• [STORED DATA]:

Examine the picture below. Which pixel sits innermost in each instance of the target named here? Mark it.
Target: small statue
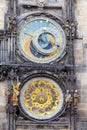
(41, 3)
(16, 89)
(76, 98)
(73, 30)
(14, 25)
(68, 98)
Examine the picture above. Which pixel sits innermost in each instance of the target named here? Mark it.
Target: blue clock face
(40, 39)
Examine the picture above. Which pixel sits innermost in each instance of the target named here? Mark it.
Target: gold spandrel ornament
(41, 98)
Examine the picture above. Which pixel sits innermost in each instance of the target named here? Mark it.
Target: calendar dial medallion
(41, 98)
(41, 39)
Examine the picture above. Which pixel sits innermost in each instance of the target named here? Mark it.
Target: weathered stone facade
(80, 47)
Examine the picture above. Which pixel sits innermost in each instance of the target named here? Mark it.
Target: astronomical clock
(41, 40)
(40, 62)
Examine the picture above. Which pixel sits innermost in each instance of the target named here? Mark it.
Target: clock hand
(41, 40)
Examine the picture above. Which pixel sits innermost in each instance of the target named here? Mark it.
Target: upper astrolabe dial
(41, 39)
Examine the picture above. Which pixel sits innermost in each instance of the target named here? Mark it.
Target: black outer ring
(45, 74)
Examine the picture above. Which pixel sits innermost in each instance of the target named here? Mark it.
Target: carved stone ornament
(41, 3)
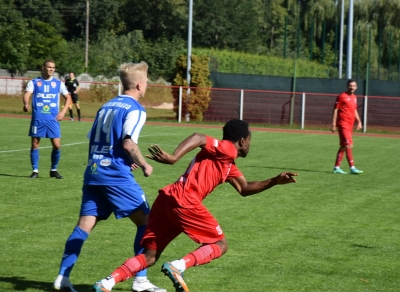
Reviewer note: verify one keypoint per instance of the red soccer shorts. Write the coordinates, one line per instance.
(345, 136)
(167, 220)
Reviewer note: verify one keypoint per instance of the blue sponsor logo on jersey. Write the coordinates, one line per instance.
(46, 110)
(93, 168)
(47, 95)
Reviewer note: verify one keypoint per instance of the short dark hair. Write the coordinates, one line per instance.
(48, 61)
(351, 81)
(235, 129)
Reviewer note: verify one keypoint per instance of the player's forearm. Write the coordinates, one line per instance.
(334, 117)
(68, 101)
(357, 117)
(25, 98)
(133, 152)
(187, 145)
(255, 187)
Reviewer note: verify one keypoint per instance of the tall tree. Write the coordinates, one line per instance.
(167, 18)
(14, 38)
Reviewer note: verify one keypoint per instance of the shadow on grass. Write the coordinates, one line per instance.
(23, 284)
(13, 175)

• [WHAT THE EXERCISE ASKS]: Retype all the records exactly and keep out every picture.

• [RESULT OF THE TASK]:
Examine the picture below. Which pixel sits innermost in each instance of the target named here? Mark it.
Target: small statue
(41, 3)
(16, 89)
(76, 98)
(73, 30)
(14, 25)
(68, 98)
Examine the picture above. Which pixel sits innermost in each instance of the target named here? Mark it.
Target: blue clock face
(40, 39)
Examine the picture above. Which pixel sits innermost in each instance of the target named here? Mark it.
Target: gold spandrel ornament
(41, 98)
Examine the picture above. Which pixel sits innermost in each instance of the target named here? Mark it.
Target: calendar dial medallion
(41, 98)
(41, 39)
Examine the picture above. Which pixel sits innermost in each instance of the target named here? Mark it.
Target: weathered stone facade
(80, 47)
Examine the picture above. Which pixel sits innermost in each instance of the target named here? Mark it.
Target: astronomical clock
(41, 40)
(40, 62)
Examine the picture above. Which pixel sits innermost in each instance of the target named here? Mark it.
Target: clock hand
(41, 40)
Examine the picture above. Which pixel sits innermost in each instance of the target named here? Mark it.
Target: upper astrolabe dial
(41, 39)
Examine the picture above. Which pixel sits innermost in each instance of the target named here? Mark it.
Target: black outer ring
(45, 74)
Examine the picture above. Which pixel sits innermost in each instance of the target named here? Mark it.
Target: carved stone ornament
(41, 3)
Reviewer note: verify one keypoint per instance of the red soccer shorts. Write the coordinates, one line per instance.
(345, 136)
(167, 220)
Reviewer note: verify one keypoint per instance of the blue sponsor logo on jersey. Write the coordinates, one line per instance.
(46, 110)
(93, 168)
(47, 95)
Reviewer note: verify one keypoint per instance of the short dark hair. Write the coordinates, one line per instance.
(48, 61)
(351, 81)
(235, 129)
Reviewer note: verify one keypoint per instance of the player's forearm. Write the coordinates, one line per instance.
(334, 117)
(68, 101)
(357, 117)
(25, 98)
(133, 152)
(187, 145)
(255, 187)
Reviewer note: verify one keypoint per instance of the tall tree. Write the coordinates, one line per instance.
(167, 18)
(14, 38)
Reviewer note: verify one keypoint per instance of the shadow on grass. Write the coordinates, one line per instance.
(23, 284)
(13, 175)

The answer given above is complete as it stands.